>> START Listed entries

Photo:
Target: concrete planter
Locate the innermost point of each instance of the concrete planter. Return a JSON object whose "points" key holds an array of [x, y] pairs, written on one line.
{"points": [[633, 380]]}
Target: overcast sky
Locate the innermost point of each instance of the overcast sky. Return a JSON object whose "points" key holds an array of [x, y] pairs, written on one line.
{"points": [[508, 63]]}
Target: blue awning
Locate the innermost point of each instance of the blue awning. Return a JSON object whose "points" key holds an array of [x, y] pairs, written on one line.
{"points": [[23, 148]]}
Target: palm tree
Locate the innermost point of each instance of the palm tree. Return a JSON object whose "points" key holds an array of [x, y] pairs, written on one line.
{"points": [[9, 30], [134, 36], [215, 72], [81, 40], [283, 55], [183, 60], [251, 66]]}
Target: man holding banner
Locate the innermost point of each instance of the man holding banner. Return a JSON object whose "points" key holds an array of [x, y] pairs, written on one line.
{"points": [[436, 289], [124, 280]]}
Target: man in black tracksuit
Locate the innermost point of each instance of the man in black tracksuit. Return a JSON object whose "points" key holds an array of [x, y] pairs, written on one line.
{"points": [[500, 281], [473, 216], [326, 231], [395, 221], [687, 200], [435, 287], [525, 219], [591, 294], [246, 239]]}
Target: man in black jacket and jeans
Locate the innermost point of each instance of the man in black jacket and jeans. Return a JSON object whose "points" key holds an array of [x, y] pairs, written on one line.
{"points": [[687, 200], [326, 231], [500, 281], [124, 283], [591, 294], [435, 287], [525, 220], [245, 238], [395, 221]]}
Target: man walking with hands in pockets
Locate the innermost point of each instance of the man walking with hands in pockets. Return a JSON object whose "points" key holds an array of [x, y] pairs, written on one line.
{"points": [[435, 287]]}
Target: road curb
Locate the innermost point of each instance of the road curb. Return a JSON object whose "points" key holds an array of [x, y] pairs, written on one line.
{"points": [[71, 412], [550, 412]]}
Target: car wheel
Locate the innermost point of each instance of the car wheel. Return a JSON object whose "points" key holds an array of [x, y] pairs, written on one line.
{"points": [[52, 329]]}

>> END Listed entries

Give back the whole listing exactly as it reads.

Photo:
Target: concrete planter
Locate the innermost point of each instance of the concrete planter. Return a JSON object whose "points" key holds an array of [x, y] pairs, written on one line.
{"points": [[633, 380]]}
Target: overcast sky
Locate the innermost point of each instance of the overcast sky. Return a JSON object whose "points" key holds an array of [x, y] pairs, written on one line.
{"points": [[508, 63]]}
Target: blue awning
Locate the innermost point of each instance of the blue awning. Return a JSON object whose "points" key holds an array of [x, y] pairs, written on one line.
{"points": [[23, 148]]}
Target: palm tree
Locate the innermost point of each instance of the palm tree. Return a JSON object whose "points" key holds an array of [x, y] pairs, written on one line.
{"points": [[9, 30], [134, 36], [215, 72], [81, 40], [283, 55], [183, 60], [251, 66]]}
Target: man holding banner
Locate the innermost point of each instance of the man holding banner. Return a JSON object whose "points" key holds an array of [x, y] pairs, written on one line.
{"points": [[436, 289], [124, 280]]}
Target: man in black tracksuit
Locate the innermost point of each instance of the man in black tracksuit. Return a JSON object whose "points" key holds an array of [x, y] pairs, written on one line.
{"points": [[500, 281], [473, 216], [326, 231], [395, 221], [687, 200], [435, 287], [525, 219], [591, 294], [246, 239]]}
Target: man in black jacket and jeans
Locate the innermost point of each instance of the man in black jacket and jeans. Return a JSON object whose "points" key holds an array of [x, y] pairs, written on one line.
{"points": [[687, 200], [326, 231], [500, 281], [124, 283], [591, 294], [435, 287], [525, 220], [245, 238], [395, 221]]}
Target: man walking with hands in pockets
Locate the innermost point of each instance of the man walking with hands in pockets. Return a JSON object whose "points" key holds an array of [x, y] pairs, written on one line.
{"points": [[435, 287]]}
Target: road curb
Locate the innermost point of each instance of the road curb. Return a JSON object whose "points" key holds an array of [x, y] pairs, written on one line.
{"points": [[71, 412], [550, 412]]}
Target: car wheel
Locate the innermost point of each instance of the car wheel. Return a JSON object whose "points" key holds an array of [x, y] pairs, written on one line.
{"points": [[52, 329]]}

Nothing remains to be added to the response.